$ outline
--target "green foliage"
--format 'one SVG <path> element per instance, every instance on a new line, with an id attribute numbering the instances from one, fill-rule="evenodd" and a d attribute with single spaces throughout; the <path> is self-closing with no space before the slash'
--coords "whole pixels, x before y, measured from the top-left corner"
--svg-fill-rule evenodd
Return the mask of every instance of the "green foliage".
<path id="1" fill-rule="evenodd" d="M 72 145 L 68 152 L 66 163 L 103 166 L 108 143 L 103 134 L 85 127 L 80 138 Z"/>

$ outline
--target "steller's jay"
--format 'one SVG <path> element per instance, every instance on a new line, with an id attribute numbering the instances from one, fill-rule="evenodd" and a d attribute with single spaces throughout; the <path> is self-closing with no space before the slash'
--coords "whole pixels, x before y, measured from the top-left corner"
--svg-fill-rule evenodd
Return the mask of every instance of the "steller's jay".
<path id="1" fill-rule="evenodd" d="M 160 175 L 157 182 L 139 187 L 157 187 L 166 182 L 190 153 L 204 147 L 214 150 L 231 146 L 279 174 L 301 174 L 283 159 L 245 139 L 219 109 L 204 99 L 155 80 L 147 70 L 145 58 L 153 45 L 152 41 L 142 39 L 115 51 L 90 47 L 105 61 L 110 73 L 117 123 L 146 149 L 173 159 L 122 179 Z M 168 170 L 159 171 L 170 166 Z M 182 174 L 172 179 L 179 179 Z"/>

====================

**Stated problem:** Rewrite every line of the rows above as a numbered list, omitting the blank lines.

**Answer to this problem:**
1. $ outline
2. --target "green foliage"
3. --format 'one SVG <path> element per instance, every instance on a new line, with an id attribute numbering the instances from one, fill-rule="evenodd" and a d attribute with single spaces throughout; the <path> is self-closing with no space before the slash'
4. --coords "whole pixels, x before y, measured from the top-left corner"
5. --svg-fill-rule evenodd
6. Return the mask of every instance of the "green foliage".
7. <path id="1" fill-rule="evenodd" d="M 72 145 L 68 152 L 66 163 L 103 166 L 108 143 L 103 134 L 85 127 L 80 138 Z"/>
8. $ outline
9. --target "steller's jay"
10. --format 'one SVG <path> element per instance, every instance on a new line, with an id attribute numbering the instances from one, fill-rule="evenodd" and a d attribute with single spaces throughout; the <path> is self-closing with no space before the slash'
11. --coords "whole pixels, x before y, measured from the top-left corner"
12. --svg-fill-rule evenodd
13. Return the mask of every instance of the "steller's jay".
14. <path id="1" fill-rule="evenodd" d="M 160 175 L 157 182 L 139 187 L 157 187 L 166 182 L 190 153 L 204 147 L 214 150 L 231 146 L 279 174 L 301 174 L 283 159 L 245 139 L 219 109 L 204 99 L 155 80 L 147 70 L 145 58 L 153 45 L 152 41 L 142 39 L 115 51 L 90 47 L 105 61 L 110 73 L 117 123 L 146 149 L 173 159 L 122 179 Z M 168 170 L 159 171 L 170 166 Z M 182 174 L 172 179 L 179 179 Z"/>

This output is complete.